[Saved items]
--- Start ---
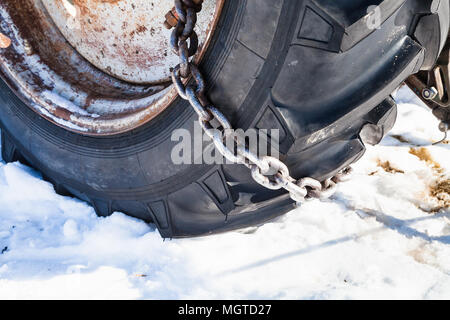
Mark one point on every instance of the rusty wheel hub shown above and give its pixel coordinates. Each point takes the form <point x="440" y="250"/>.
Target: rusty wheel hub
<point x="93" y="66"/>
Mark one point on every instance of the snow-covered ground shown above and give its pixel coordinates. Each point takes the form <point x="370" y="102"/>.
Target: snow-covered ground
<point x="385" y="234"/>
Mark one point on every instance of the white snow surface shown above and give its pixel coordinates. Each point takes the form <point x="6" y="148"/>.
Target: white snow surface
<point x="382" y="236"/>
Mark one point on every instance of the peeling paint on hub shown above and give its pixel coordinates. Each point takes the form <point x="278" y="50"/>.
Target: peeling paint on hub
<point x="124" y="38"/>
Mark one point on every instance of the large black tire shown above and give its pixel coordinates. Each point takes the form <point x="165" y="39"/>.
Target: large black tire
<point x="311" y="68"/>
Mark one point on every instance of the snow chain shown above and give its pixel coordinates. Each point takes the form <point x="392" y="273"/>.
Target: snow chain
<point x="267" y="171"/>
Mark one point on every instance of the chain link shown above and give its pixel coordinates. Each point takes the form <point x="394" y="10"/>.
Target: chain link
<point x="267" y="171"/>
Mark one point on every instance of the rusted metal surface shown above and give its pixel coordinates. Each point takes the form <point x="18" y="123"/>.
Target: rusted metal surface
<point x="5" y="42"/>
<point x="56" y="81"/>
<point x="125" y="38"/>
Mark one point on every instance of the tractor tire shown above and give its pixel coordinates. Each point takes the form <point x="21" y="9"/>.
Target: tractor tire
<point x="319" y="71"/>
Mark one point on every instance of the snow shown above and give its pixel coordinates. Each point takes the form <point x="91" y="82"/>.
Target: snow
<point x="384" y="235"/>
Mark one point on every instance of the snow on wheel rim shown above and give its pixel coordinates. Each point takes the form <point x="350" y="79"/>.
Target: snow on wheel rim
<point x="73" y="71"/>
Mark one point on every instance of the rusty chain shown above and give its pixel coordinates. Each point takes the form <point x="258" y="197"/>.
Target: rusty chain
<point x="267" y="171"/>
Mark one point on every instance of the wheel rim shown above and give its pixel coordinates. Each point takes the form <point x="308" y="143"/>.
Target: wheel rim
<point x="71" y="64"/>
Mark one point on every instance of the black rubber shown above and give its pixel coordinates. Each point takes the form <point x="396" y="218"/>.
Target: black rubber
<point x="309" y="68"/>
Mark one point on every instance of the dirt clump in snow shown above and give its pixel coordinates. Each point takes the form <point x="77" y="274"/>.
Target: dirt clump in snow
<point x="441" y="191"/>
<point x="424" y="155"/>
<point x="386" y="166"/>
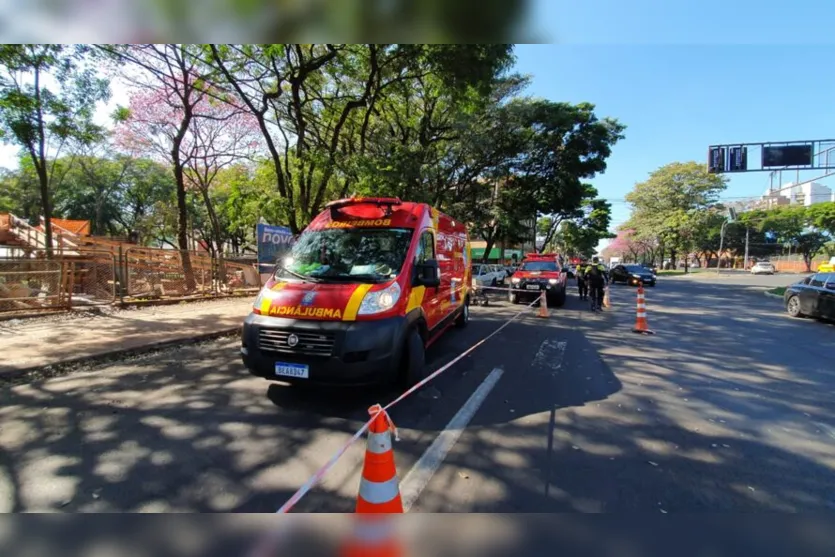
--- End ---
* _Exercise aim_
Retype all of the data above word for word, but leave the pictures out of your answer.

* _Finished task_
Mark one point on every instance of the rusty wheel hub shown above and give its pixel coordinates. Each point takes the form <point x="440" y="250"/>.
Target: rusty wheel hub
<point x="93" y="66"/>
Mark one point on every instance of the snow-covered ground shown above and give its pixel coordinates. Each point takes the form <point x="370" y="102"/>.
Target: snow-covered ground
<point x="385" y="234"/>
Mark one point on every instance of the white snow surface shown above and give its pixel coordinates. Each point takes the form <point x="6" y="148"/>.
Target: white snow surface
<point x="382" y="236"/>
Mark one point on every instance of the peeling paint on hub shown above and give its pixel coordinates. Each point takes the form <point x="278" y="50"/>.
Target: peeling paint on hub
<point x="124" y="38"/>
Mark one point on every instance of the large black tire shown above and give its pixel coordinates. Each point takes the form <point x="165" y="39"/>.
Target: large black tire
<point x="311" y="68"/>
Mark one point on every instance of the snow chain shown above and give its pixel coordinates. Each point takes the form <point x="392" y="273"/>.
Target: snow chain
<point x="267" y="171"/>
Mark one point on every instance of the chain link shown above and give its pixel coordinates. Each point takes the form <point x="394" y="10"/>.
Target: chain link
<point x="267" y="171"/>
Mark one point on every instance of the rusted metal surface shown above and give its pixel coordinates. Each point takes the form <point x="18" y="123"/>.
Target: rusted metal surface
<point x="5" y="42"/>
<point x="56" y="81"/>
<point x="125" y="38"/>
Mark one point on every instance of the tractor tire shown above and give its pixel coordinates. Each point takes the form <point x="21" y="9"/>.
Target: tractor tire
<point x="319" y="71"/>
Mark one point on every instance of the snow shown above and give its pixel coordinates. Each point takes the form <point x="91" y="82"/>.
Target: snow
<point x="384" y="235"/>
Mark one point on every instance of the snow on wheel rim shown above and give its pixel coordinates. Each point takes the form <point x="350" y="79"/>.
Target: snow on wheel rim
<point x="73" y="71"/>
Mark one point on every instance of the rusty chain shown above and give its pixel coordinates. Each point takes the form <point x="258" y="197"/>.
Target: rusty chain
<point x="267" y="171"/>
Mark one point on every instance of the wheel rim shown above and give its pixel coordinates. Each point takes the form <point x="308" y="143"/>.
Target: wheel rim
<point x="71" y="64"/>
Mark one point on every instance of the black rubber shown above and give its pixel coordinates. Each point takes the form <point x="396" y="218"/>.
Target: black rubber
<point x="309" y="68"/>
Mark one point on every instance of the dirt clump in snow shown above and give its pixel coordinates. Each point takes the form <point x="77" y="274"/>.
Target: dirt clump in snow
<point x="441" y="191"/>
<point x="424" y="155"/>
<point x="386" y="166"/>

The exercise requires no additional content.